* _PASSAGE_
The Ioto web server is a fast, compact web server designed for management web applications and serving device data.

Ioto can be configured to support the web server as an additional component or Ioto can be build to run only the web server and thus be a first-class replacement for any embedded web server. Embedthis has been developing embedded web servers for many years and the Ioto web server contains all that we have learned over this period.

The Ioto web server is unlike other enterprise or embedded web servers. It does not attempt to offer ALL HTTP features and functions. Rather, it aims to implement only the required core of HTTP/1.1 and thus deliver a tiny, fast, secure embedded web server that is exceptionally good at serving single page web applications and device data APIs.

The Ioto web server supports a cohesive feature set including: HTTP/1, HTTP/1.1, TLS/SSL, Action routines, user authentication, sessions, cookie management, request logging, and security sandboxing. Yet Ioto remains very small from 80K code and will run in as little as 200K RAM. It will serve over 3,000 requests/sec on a modest Raspberry PI.

web server


Our target use-cases for the Ioto web server were:

Our goals are:

  • Be as compact as possible
  • Enhance security by minimizing the code and feature footprint
  • Provide a simple, intuitive API for web applications


The core web services include:

  • HTTP/1.1 protocol engine
  • TLS 1.3 support
  • Non-blocking socket communications
  • Multiple listen endpoints
  • Flexible configuration via a web.json5 file
  • Request routing with access control
  • Binding URLs to C functions for dynamic content rendering
  • Serve static files
  • Configurable redirections
  • Transfer encoding filter
  • Session and cookie management
  • Authentication and User management
  • File upload
  • JSON parser and query engine
  • Sandbox limits and timeouts

Core Components

The Ioto web server components are:

Component Description
Safe Portable Runtime Cross-platform, multi-threaded portable runtime. Includes services for memory allocation, dynamic module loading, safe string handling, lists, hashing, command execution, socket communications, threads, thread synchronization, thread-pool, events, timers, debug trace and logging.

* _Saved data entries_
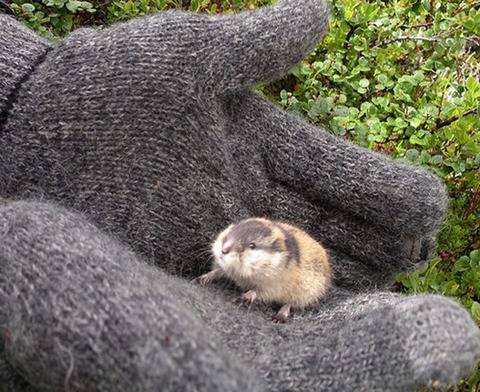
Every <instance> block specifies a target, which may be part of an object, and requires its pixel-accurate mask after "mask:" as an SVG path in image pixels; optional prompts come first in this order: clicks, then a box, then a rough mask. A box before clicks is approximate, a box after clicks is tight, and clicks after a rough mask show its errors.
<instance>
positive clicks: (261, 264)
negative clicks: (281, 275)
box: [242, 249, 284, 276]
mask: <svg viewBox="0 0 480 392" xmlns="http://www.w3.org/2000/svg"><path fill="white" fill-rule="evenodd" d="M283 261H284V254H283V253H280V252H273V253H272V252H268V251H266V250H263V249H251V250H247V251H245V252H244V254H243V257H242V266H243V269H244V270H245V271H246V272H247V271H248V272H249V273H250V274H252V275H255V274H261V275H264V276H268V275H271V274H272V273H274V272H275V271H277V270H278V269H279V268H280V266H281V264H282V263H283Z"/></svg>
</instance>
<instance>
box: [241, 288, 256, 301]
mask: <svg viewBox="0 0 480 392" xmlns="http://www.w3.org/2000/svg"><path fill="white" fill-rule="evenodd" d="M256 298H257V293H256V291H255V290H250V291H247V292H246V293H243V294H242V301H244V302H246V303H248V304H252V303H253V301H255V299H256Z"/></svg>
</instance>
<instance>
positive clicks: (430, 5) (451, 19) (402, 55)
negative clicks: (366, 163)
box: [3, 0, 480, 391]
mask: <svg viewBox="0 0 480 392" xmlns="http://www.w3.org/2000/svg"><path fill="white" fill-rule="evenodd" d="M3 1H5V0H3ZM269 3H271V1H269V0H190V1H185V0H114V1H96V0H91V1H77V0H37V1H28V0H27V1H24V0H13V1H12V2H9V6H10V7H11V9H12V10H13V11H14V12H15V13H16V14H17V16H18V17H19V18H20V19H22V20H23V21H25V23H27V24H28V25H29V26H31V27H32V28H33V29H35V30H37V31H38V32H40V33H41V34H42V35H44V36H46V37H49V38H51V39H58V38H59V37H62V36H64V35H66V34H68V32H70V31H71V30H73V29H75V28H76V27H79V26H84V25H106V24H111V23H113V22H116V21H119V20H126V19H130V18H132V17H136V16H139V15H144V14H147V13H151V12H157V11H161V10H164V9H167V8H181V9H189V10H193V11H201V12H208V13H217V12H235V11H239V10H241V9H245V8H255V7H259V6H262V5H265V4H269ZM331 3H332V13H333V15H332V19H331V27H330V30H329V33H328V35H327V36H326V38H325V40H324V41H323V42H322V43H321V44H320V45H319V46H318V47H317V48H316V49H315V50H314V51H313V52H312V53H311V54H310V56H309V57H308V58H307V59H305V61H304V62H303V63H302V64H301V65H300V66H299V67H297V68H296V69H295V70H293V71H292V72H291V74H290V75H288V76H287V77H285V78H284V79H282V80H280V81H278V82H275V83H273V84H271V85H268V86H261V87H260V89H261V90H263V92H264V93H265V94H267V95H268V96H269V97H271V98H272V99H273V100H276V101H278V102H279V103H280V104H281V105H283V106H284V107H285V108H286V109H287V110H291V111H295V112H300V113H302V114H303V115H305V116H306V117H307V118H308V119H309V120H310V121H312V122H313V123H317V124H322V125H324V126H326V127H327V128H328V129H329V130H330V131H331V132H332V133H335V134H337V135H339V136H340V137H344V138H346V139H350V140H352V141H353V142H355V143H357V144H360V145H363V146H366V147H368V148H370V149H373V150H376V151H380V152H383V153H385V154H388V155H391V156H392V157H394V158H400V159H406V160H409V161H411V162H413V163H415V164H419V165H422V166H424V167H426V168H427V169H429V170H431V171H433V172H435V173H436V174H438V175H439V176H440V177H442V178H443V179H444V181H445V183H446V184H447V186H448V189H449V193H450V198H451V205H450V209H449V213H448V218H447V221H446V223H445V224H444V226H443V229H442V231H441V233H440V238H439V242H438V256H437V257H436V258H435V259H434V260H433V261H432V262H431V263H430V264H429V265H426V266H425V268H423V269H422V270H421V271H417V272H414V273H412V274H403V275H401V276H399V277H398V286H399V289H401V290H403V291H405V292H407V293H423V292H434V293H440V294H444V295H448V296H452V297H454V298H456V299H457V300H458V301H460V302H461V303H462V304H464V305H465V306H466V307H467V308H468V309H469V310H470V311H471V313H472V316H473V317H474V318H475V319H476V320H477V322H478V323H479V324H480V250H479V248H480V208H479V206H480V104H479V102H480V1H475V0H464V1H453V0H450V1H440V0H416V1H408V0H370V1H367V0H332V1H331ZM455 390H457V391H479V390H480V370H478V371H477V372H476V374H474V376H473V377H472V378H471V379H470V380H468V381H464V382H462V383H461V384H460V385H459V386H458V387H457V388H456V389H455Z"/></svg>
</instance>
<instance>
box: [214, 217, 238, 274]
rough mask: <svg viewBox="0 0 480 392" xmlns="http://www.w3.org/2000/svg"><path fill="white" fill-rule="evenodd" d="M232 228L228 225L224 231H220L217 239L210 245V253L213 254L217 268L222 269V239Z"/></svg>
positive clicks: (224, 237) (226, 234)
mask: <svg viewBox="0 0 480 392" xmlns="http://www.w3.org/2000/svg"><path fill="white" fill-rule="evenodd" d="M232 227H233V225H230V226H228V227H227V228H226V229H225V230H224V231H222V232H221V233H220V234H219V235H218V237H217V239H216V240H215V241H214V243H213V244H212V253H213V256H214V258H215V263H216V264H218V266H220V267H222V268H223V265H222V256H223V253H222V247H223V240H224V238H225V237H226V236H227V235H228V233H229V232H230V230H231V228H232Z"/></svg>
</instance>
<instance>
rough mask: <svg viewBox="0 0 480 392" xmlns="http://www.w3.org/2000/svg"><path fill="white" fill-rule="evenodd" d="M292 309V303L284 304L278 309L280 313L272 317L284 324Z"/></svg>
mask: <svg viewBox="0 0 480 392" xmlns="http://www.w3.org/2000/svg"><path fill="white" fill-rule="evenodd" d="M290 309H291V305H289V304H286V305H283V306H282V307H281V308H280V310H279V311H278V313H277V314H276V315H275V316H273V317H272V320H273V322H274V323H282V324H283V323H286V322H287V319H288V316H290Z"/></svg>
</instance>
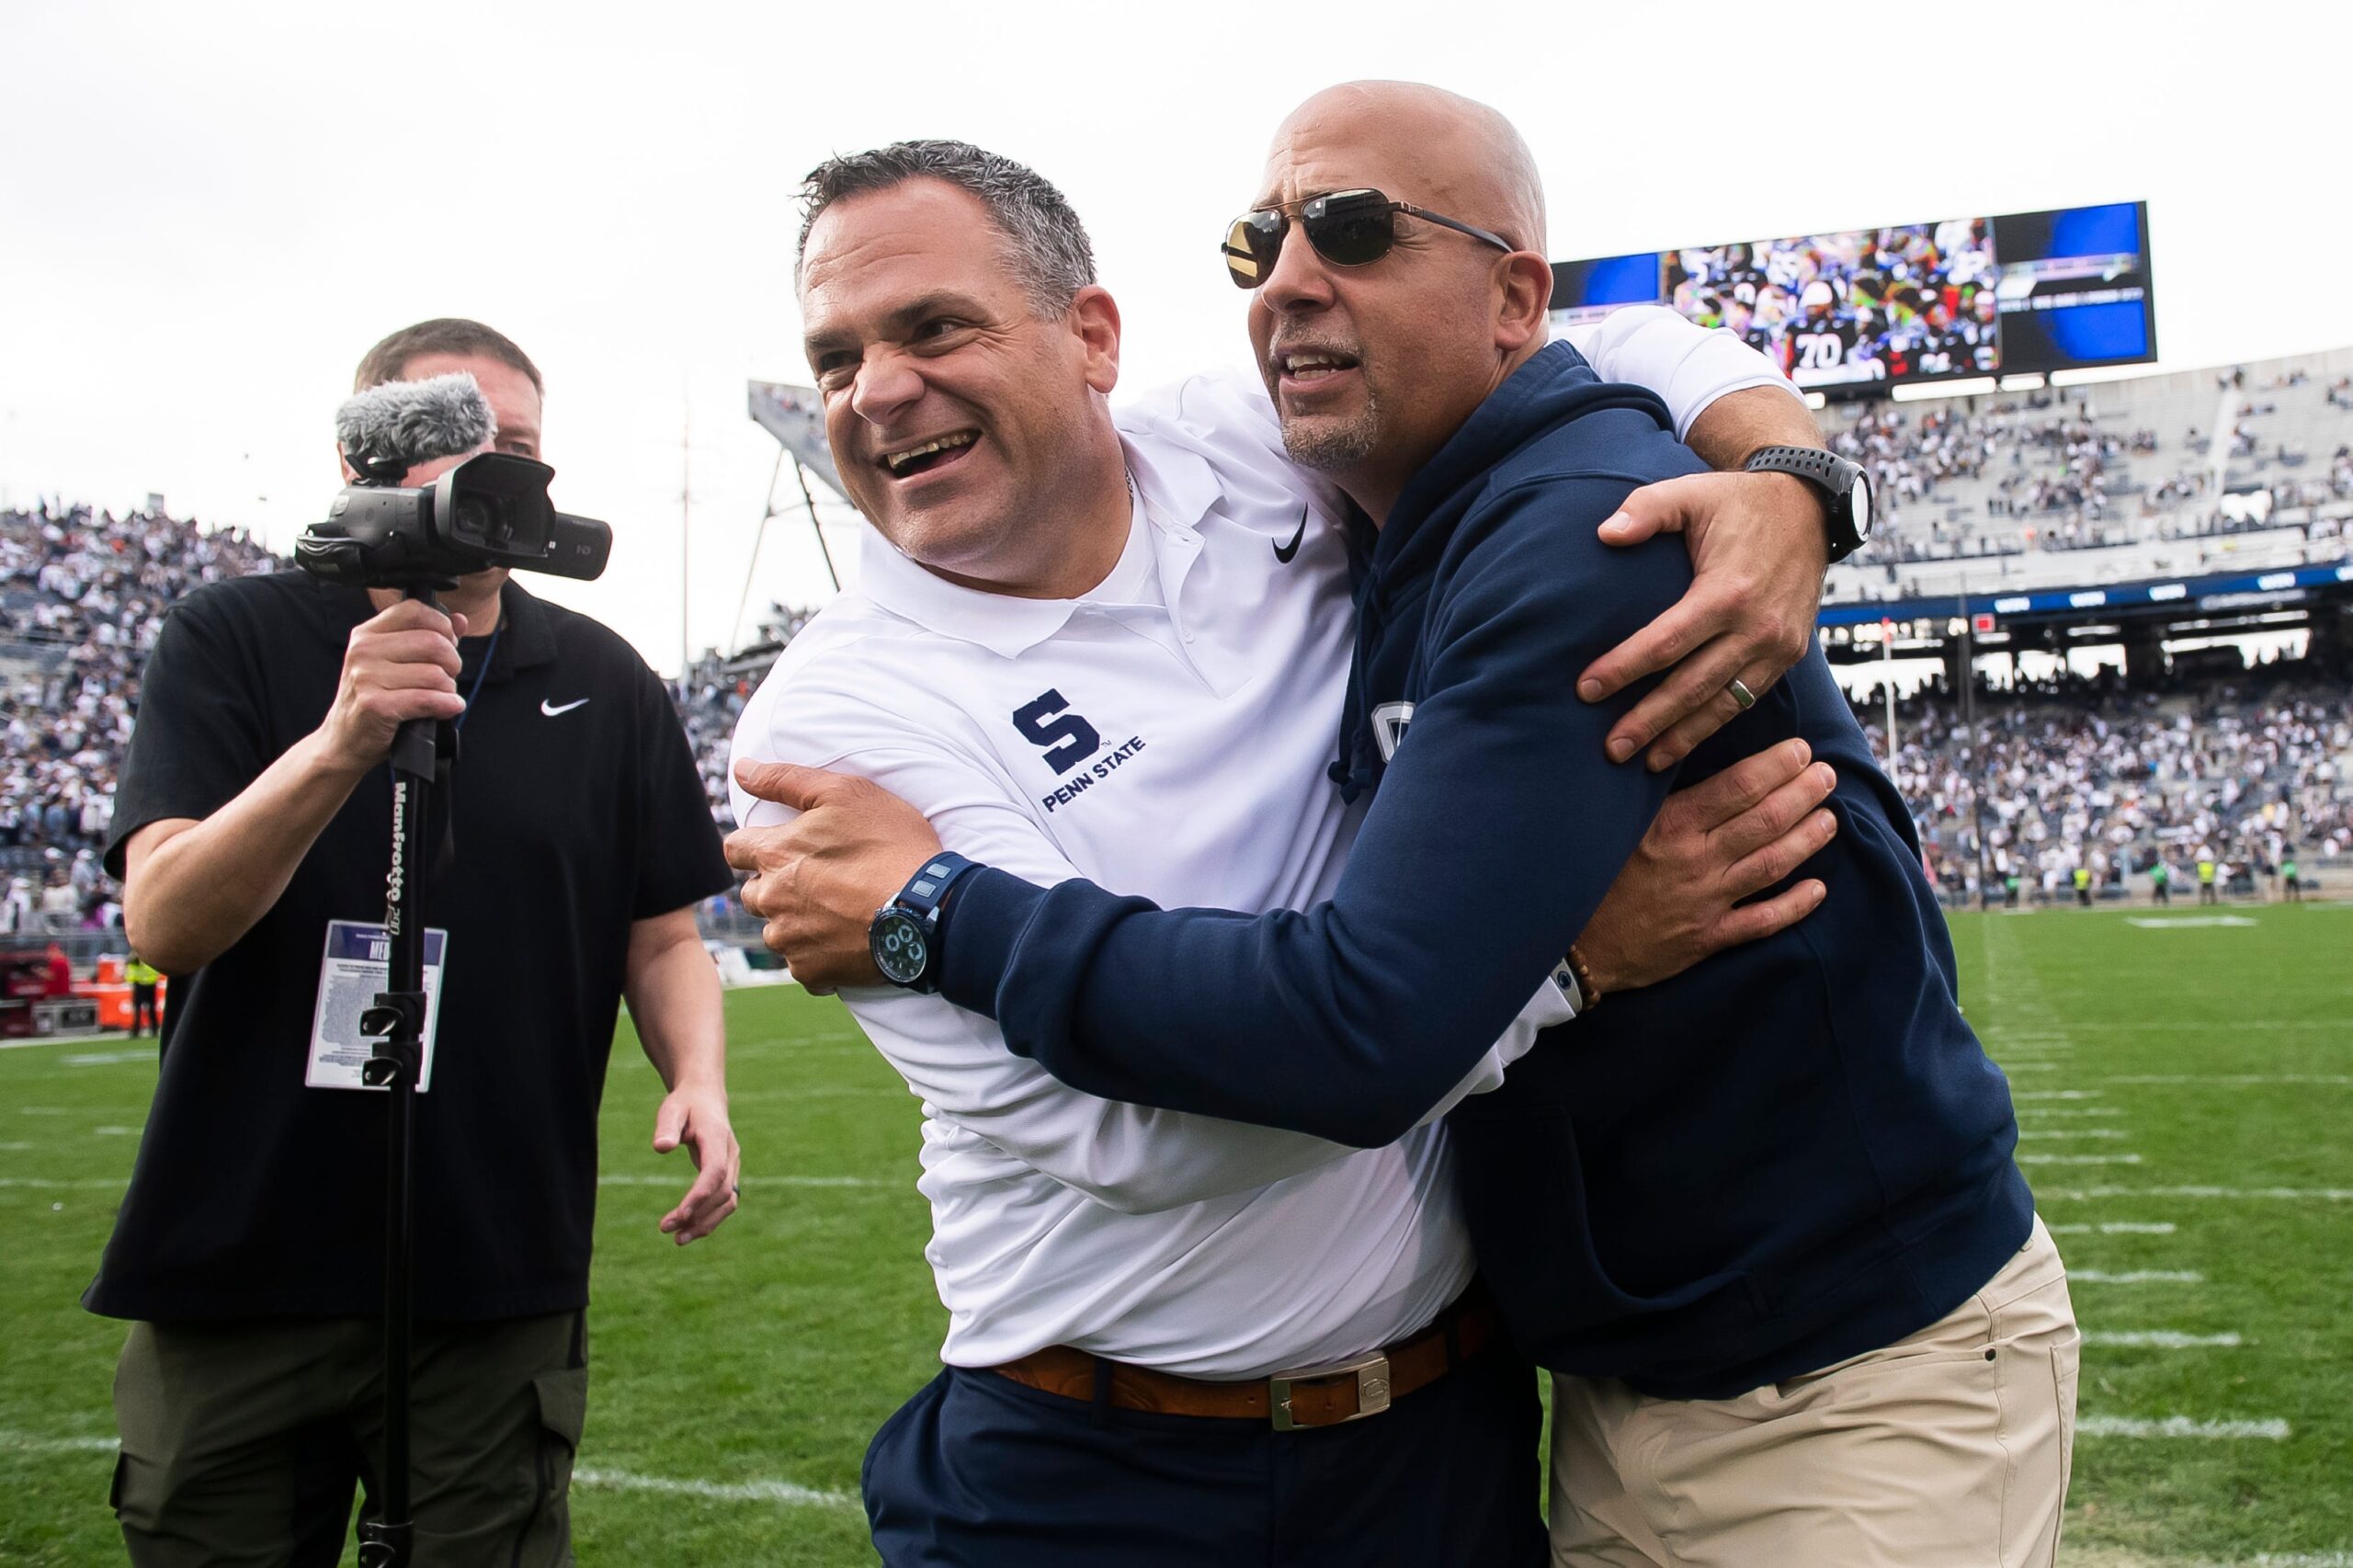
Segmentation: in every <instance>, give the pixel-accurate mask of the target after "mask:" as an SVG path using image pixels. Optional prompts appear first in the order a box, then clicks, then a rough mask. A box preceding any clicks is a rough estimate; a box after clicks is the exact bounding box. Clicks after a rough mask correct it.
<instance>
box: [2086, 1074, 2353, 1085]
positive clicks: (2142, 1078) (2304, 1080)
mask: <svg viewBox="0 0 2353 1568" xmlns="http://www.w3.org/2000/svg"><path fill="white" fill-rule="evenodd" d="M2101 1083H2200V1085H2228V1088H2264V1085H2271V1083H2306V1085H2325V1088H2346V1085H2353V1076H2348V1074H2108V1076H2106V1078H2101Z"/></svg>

---

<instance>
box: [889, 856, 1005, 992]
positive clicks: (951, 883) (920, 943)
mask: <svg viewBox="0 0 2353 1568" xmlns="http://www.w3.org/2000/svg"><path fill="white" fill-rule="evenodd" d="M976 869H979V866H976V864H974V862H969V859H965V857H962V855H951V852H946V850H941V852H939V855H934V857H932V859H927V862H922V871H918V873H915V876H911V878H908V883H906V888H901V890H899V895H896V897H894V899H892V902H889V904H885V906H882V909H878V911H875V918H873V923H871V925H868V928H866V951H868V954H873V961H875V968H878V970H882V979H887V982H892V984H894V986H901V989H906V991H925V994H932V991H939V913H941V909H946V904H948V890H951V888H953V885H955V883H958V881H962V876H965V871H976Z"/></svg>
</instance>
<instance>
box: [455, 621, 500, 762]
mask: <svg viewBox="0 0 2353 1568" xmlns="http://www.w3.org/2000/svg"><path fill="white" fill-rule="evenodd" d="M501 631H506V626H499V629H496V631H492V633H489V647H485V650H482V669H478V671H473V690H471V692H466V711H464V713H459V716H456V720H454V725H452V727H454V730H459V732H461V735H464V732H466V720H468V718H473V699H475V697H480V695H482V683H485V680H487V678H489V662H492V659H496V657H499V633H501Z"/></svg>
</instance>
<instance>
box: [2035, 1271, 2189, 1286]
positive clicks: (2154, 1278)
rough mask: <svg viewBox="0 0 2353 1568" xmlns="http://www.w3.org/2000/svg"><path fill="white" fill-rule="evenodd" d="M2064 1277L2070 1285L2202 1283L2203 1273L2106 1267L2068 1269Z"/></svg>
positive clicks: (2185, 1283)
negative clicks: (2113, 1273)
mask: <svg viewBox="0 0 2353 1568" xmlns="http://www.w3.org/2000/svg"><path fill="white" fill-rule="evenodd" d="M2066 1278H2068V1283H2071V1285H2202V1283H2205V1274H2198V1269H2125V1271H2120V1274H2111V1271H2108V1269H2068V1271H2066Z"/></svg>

---

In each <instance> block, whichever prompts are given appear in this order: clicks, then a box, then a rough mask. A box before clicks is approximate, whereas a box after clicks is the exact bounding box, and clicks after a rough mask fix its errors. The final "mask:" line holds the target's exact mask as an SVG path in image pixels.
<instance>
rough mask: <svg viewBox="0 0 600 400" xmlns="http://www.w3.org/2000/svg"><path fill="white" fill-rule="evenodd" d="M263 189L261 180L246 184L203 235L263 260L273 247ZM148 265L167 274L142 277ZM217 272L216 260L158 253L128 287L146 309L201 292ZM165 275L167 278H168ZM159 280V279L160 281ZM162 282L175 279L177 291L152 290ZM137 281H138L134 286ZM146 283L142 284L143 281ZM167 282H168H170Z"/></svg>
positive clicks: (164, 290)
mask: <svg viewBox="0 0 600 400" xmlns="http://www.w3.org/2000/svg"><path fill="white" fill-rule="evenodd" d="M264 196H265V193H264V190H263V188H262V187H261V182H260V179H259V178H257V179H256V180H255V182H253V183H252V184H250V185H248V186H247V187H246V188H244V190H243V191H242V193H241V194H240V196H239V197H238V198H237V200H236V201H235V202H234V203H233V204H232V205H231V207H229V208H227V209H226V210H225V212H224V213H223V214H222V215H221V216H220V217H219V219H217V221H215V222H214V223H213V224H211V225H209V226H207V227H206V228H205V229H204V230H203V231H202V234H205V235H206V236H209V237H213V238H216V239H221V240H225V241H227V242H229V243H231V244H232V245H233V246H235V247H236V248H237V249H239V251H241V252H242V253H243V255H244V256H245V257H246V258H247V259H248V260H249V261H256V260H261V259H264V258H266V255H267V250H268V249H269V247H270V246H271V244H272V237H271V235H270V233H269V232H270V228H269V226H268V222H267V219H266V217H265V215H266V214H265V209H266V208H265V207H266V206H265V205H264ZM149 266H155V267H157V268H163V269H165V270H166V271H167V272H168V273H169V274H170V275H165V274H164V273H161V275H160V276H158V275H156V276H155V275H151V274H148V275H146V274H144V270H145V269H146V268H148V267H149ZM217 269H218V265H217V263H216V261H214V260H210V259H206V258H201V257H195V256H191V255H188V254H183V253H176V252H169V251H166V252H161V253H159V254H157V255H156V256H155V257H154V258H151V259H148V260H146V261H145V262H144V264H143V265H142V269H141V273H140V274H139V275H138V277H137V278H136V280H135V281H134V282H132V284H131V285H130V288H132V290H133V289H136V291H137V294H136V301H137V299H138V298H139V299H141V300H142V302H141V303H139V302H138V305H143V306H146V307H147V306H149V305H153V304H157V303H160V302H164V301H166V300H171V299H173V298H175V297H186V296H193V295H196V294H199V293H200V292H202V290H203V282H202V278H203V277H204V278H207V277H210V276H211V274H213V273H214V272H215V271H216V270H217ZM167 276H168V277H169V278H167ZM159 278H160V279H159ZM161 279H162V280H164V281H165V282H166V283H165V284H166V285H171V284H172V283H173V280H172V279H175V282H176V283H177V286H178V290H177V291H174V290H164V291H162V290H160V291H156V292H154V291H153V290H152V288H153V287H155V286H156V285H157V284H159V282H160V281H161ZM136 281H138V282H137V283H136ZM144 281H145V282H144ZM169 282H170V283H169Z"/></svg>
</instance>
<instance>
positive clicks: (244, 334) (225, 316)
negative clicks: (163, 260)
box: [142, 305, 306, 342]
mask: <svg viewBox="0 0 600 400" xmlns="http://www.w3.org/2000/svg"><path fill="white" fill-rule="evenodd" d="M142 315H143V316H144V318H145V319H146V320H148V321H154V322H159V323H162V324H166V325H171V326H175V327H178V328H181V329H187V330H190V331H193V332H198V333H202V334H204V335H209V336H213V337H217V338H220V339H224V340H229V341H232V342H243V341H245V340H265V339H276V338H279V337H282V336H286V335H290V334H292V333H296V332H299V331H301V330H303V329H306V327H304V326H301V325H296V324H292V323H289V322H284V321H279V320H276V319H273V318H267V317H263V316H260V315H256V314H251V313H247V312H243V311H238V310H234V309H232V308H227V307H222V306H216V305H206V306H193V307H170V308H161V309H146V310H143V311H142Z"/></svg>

* _TASK INSTRUCTIONS_
(a) From the Ioto web server passage, extract the text between "Ioto can be configured" and "device data APIs.", inclusive.
(b) Answer these questions using the Ioto web server passage:
(i) How many requests per second will the server handle on a modest Raspberry PI?
(ii) Which TLS version appears in the list of core web services?
(iii) What file provides flexible configuration?

* _TASK RESULTS_
(a)
Ioto can be configured to support the web server as an additional component or Ioto can be build to run only the web server and thus be a first-class replacement for any embedded web server. Embedthis has been developing embedded web servers for many years and the Ioto web server contains all that we have learned over this period.

The Ioto web server is unlike other enterprise or embedded web servers. It does not attempt to offer ALL HTTP features and functions. Rather, it aims to implement only the required core of HTTP/1.1 and thus deliver a tiny, fast, secure embedded web server that is exceptionally good at serving single page web applications and device data APIs.

(b)
(i) Over 3,000 requests/sec
(ii) TLS 1.3
(iii) A web.json5 file